- [Kutipan Teks]
========================================

Mesir memiliki kebebasan dalam penyebaran buku dan itu bisa kita dapatkan dengan mudah, pola pemikiran Arab-Islam atau pun Barat-Islam sangat mudah untuk kita jumpai dan dapatkan di bookshop atau pun dalam International Book Fair yang sangat sering diselenggarakan di Mesir. Buku-buku karya penulis-penulis ternama di kawasan Middle East dan dunia secara umum terasa sangat menjamur di Mesir. Jika tidak kita manfaatkan kesempatan untuk lebih gigih lagi dalam pengkajian dan penelitian maka ibarat kita di Mesir hanya menyaksikan saja, padahal kita adalah pemeran utama dan apa yang kita dapatkan serta temukan merupakan kontribusi besar terhadap agama dan bangsa.
Contoh sederhana tentang politik, sampai sekarang asumsi politik yang tepat menurut pehamaman agama memiliki titik diferensisi yang unik. Jika hal ini mau kita teliti lebih baik maka itu artinya kita memberikan kontribusi atas pemahaman terhadap anak bangsa. Misalnya, identifikasi pemikiran Hasan al-Banna harus dikaitkan dengan sosial politik saat itu. Di tahun 1930 al-Banna mulai menyampaikan gagasannya secara langsung kepada Raja Fu'ad dan Farouk serta ke semua pimpinan pemerintah Arab. Apakah pemikiran politik beliau ingin kita bumikan di tanah tercinta? Padahal di saat itu, Raja Fu'ad dan Farouk dan beberapa pimpinan Arab kurang begitu respon dengan tipologi pemikiran Hasan al-Banna. Sebagai kaum akademis kita hendaknya memiliki daya kritis terhadap beberapa pemikiran dengan pola menganologikan dengan tipologi pemikiran yang lain. Misalnya, Dalam buku Al-Fikr As-Siyasi, Al-Mu'ashir Inda Ikhwan Al-Muslimin; Dirrasah Tahliliyah, Maidaniyah, Muwatsaqah karya Prof. Dr. Taufiq Yusuf Al-Wa'iy mendiskripsikan gerakan-gerakan pembaharu Islam yang berusaha merealisasikan syura, kebebasan, keadilan, kejujuran, dan terwujudnya keseimbangan sosial dan ekonomi. Perlu dibandingkan juga dengan buku Manhajiyyah al-Imam Hasan al-Banna wa Madaris al-Ikhwan al-Muslimin karya Fathi Yakan, Hasan al-Banna mengemukakan bahwa Ikhwanul Muslimin tidak menafikan gerakan sosial-politik akan tetapi harus dengan konsekuensi perbaikan umat, islahul ummah. Perlu dibandingkan juga dengan tulisan Muhamad Abu Zahra dalam Tarikh Mazahib al-Islamiyah yang mengilustrasikan pola politik Wahabi. Merusak dan kekerasan dengan pedang sangat lah menonjol dalam pola penyebaran Wahabisme. Itu semua mereka klaim secara sepihak bahwa seperti itu adalah amar ma'ruf nahi mungkar.

========================================

- [Entri Kumpulan Data]
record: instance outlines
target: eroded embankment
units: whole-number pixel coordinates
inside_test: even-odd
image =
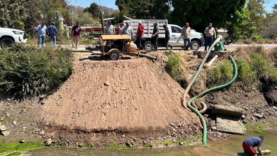
[[[75,130],[89,138],[109,132],[164,136],[169,133],[163,130],[171,131],[171,126],[176,135],[177,131],[186,135],[200,132],[198,119],[181,106],[183,89],[164,69],[164,55],[150,54],[159,58],[153,62],[128,56],[97,61],[105,58],[87,57],[89,54],[76,54],[75,72],[43,105],[44,122],[53,126],[50,133]]]

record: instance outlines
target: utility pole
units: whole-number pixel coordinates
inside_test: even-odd
[[[71,6],[71,18],[72,20],[72,28],[71,29],[73,28],[73,13],[72,12],[72,5],[71,4],[71,0],[70,0],[70,5]]]

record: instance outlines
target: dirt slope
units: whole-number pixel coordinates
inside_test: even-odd
[[[200,124],[182,107],[184,90],[165,71],[162,58],[112,61],[89,56],[75,53],[75,72],[43,106],[45,122],[88,132],[152,132],[171,123]]]

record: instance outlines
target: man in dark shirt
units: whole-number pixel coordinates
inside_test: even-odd
[[[81,37],[81,34],[82,30],[81,27],[80,27],[80,22],[76,22],[76,25],[72,28],[71,33],[73,35],[72,37],[72,48],[74,48],[74,44],[75,44],[75,49],[78,49],[78,44],[79,44],[79,40]]]
[[[167,27],[166,24],[164,24],[163,27],[165,30],[165,45],[166,50],[168,50],[168,46],[170,46],[170,49],[172,49],[172,48],[173,47],[173,46],[172,46],[171,44],[168,44],[168,41],[169,41],[169,39],[170,39],[170,36],[169,34],[169,30],[168,30],[168,28]]]
[[[153,25],[154,28],[153,29],[153,33],[152,33],[152,38],[151,38],[151,42],[154,45],[154,51],[158,51],[158,39],[159,38],[159,27],[157,27],[158,24],[157,22],[154,23]]]
[[[55,26],[55,22],[52,22],[51,25],[47,27],[46,34],[48,36],[49,45],[51,45],[51,42],[53,40],[54,42],[54,46],[56,46],[56,33],[58,33],[57,28]]]
[[[264,138],[263,136],[260,136],[258,138],[251,137],[245,139],[242,143],[242,147],[245,152],[247,152],[249,155],[257,156],[257,154],[254,148],[258,147],[257,150],[261,155],[263,155],[261,151],[261,147],[262,142]]]

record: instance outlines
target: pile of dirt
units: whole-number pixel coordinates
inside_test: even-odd
[[[75,130],[88,135],[114,132],[153,136],[164,135],[154,132],[168,133],[163,130],[172,131],[173,126],[184,128],[188,134],[201,133],[198,118],[181,105],[184,90],[165,71],[166,56],[148,54],[158,61],[124,56],[108,61],[104,56],[75,53],[74,72],[43,105],[44,121],[53,126],[49,131],[56,135]],[[192,128],[198,130],[186,131]]]

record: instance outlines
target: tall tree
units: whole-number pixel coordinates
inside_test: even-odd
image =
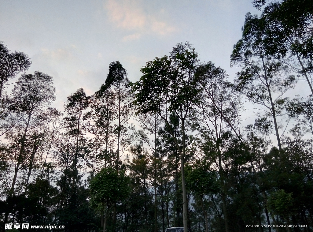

========================================

- [Deskripsi Tugas] Salin persis bagian teks tentang buku dan pemikiran politik di Mesir di atas, dari "Mesir memiliki kebebasan" sampai "agama dan bangsa.", termasuk kedua batas itu.

- [Jawaban Lengkap]
Mesir memiliki kebebasan dalam penyebaran buku dan itu bisa kita dapatkan dengan mudah, pola pemikiran Arab-Islam atau pun Barat-Islam sangat mudah untuk kita jumpai dan dapatkan di bookshop atau pun dalam International Book Fair yang sangat sering diselenggarakan di Mesir. Buku-buku karya penulis-penulis ternama di kawasan Middle East dan dunia secara umum terasa sangat menjamur di Mesir. Jika tidak kita manfaatkan kesempatan untuk lebih gigih lagi dalam pengkajian dan penelitian maka ibarat kita di Mesir hanya menyaksikan saja, padahal kita adalah pemeran utama dan apa yang kita dapatkan serta temukan merupakan kontribusi besar terhadap agama dan bangsa.